_Task statement_
Convert the records below into a Markdown table with the columns "Row" and "Line", giving each non-blank line its own row. Number the rows in order and omit blank lines.

═══ Data for this exercise

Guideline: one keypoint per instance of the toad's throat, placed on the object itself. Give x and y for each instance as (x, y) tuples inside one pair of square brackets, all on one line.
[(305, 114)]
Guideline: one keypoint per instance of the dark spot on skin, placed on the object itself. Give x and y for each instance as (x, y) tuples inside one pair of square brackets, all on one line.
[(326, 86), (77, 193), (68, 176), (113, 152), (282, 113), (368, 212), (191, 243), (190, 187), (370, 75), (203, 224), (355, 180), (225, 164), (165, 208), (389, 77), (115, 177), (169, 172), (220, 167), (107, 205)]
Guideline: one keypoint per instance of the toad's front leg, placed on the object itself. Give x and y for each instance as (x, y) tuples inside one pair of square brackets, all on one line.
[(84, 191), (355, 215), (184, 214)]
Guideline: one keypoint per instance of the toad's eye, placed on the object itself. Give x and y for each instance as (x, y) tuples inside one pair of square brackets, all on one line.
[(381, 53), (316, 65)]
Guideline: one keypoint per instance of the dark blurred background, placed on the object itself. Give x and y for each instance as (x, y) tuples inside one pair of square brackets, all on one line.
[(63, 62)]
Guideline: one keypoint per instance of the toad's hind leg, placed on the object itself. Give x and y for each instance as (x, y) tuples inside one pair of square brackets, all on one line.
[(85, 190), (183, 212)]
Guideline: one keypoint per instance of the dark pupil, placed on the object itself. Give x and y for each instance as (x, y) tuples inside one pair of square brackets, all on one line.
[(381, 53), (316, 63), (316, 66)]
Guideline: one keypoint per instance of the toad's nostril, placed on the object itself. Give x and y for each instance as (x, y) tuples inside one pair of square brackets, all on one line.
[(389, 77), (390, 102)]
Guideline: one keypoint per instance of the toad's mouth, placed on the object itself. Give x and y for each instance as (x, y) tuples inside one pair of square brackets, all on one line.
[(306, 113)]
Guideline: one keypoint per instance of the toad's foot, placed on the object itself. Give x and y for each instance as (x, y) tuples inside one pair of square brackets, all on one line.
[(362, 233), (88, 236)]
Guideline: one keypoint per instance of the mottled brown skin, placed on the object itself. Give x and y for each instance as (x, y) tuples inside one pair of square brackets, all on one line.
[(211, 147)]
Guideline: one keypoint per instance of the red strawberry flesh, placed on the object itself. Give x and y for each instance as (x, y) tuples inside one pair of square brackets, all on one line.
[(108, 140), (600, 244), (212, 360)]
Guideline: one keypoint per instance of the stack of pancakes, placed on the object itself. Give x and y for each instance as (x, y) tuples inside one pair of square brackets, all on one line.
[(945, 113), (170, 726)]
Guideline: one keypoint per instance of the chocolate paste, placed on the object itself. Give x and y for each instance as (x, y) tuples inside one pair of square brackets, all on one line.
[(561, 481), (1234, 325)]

══════

_Result for this exercise_
| Row | Line |
|---|---|
| 1 | Guideline: one keypoint per instance of the toad's throat, placed on the object itself. Give x and y for each instance as (x, y) tuples inside one pair of square brackets, all on one line. |
| 2 | [(305, 114)] |
| 3 | Guideline: one keypoint per instance of the dark spot on skin, placed on the object itself. Give x and y for each instance as (x, y) tuples inside one pair of square brackets, all on one line. |
| 4 | [(326, 86), (77, 193), (68, 176), (113, 152), (282, 113), (368, 212), (191, 243), (190, 187), (370, 75), (203, 224), (355, 180), (225, 164), (165, 208), (389, 77), (115, 177), (169, 172), (220, 167), (107, 205)] |
| 5 | Guideline: one keypoint per instance of the toad's front leg, placed on the object itself. Give x and y for each instance as (x, y) tuples inside one pair of square brackets, all on one line. |
| 6 | [(84, 191), (355, 215), (184, 214)] |
| 7 | Guideline: one keypoint per instance of the toad's eye, placed on the object itself. Give x and y for each instance as (x, y) tuples inside one pair of square brackets, all on one line. |
| 8 | [(381, 53), (316, 65)] |
| 9 | Guideline: one keypoint per instance of the dark blurred background, placed on the object itself. Give x and y for each instance as (x, y) tuples inside one pair of square brackets, all on one line. |
| 10 | [(63, 62)] |
| 11 | Guideline: one keypoint per instance of the toad's hind leg, placed on the object itself. Give x and y for each instance as (x, y) tuples inside one pair of square brackets, all on one line. |
| 12 | [(85, 190), (183, 212)] |
| 13 | Guideline: one keypoint per instance of the dark pupil, placed on the object itself. Give x and y for each instance as (x, y) tuples inside one pair of square brackets, all on one line. |
| 14 | [(381, 53), (316, 63), (316, 66)] |
| 15 | Guideline: one keypoint per instance of the toad's nostril, placed on the object itself. Give x and y for each instance as (x, y) tuples inside one pair of square brackets, all on one line. |
| 16 | [(389, 77), (390, 102)] |
| 17 | Guideline: one keypoint per instance of the toad's mouth, placed on the object itself. Give x and y for each instance as (x, y) tuples inside one pair of square brackets, all on one line. |
| 18 | [(306, 113)] |
| 19 | Guideline: one keypoint per instance of the toad's foot, placed on the object itself. Give x and y for each instance as (x, y) tuples inside one pair of square brackets, all on one line. |
| 20 | [(362, 233), (88, 236)] |
| 21 | Guideline: one keypoint per instance of the mottled brown skin, placed on the object itself. Give x and y for each instance as (x, y) tuples inside one pair of square brackets, all on one line. |
| 22 | [(211, 147)] |
| 23 | Guideline: one keypoint per instance of the red strawberry flesh, placed on the object itself. Give x and y for each instance as (x, y) tuples inside one pair of square brackets, all on one line. |
| 24 | [(108, 140), (600, 244), (212, 360)] |
| 25 | Guideline: one keypoint per instance of the stack of pancakes, placed on the object itself. Give x and y for each instance as (x, y) tuples inside one pair of square brackets, all on one line. |
| 26 | [(945, 113), (170, 726)] |
| 27 | Guideline: one keypoint per instance of the chocolate paste, placed on the object itself. Give x and y for each instance as (x, y) tuples inside one pair of square brackets, all on one line. |
| 28 | [(561, 481), (1234, 325)] |